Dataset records
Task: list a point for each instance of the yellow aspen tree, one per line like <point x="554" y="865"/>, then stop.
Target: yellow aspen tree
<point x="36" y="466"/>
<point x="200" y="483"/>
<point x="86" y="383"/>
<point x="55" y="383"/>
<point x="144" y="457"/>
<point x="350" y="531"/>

==

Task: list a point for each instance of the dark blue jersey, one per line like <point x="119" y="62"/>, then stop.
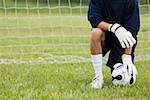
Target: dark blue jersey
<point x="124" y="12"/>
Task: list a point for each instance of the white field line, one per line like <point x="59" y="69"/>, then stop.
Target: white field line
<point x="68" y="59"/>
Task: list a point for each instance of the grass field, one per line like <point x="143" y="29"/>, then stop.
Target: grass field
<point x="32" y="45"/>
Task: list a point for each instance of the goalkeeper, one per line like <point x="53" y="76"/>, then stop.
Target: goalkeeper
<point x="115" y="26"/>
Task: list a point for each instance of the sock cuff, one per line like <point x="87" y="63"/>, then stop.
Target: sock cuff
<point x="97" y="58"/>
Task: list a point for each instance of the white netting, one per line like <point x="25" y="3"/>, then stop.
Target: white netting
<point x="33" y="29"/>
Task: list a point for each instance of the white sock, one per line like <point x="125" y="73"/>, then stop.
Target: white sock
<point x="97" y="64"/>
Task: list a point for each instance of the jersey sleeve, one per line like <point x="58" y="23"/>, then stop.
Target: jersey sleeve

REQUIRED ACTION —
The answer should be all lines from the entries above that hold the word "sleeve".

TASK ANSWER —
Task: list a point for each instance of the jersey sleeve, one per line like <point x="58" y="23"/>, then stop.
Target: jersey sleeve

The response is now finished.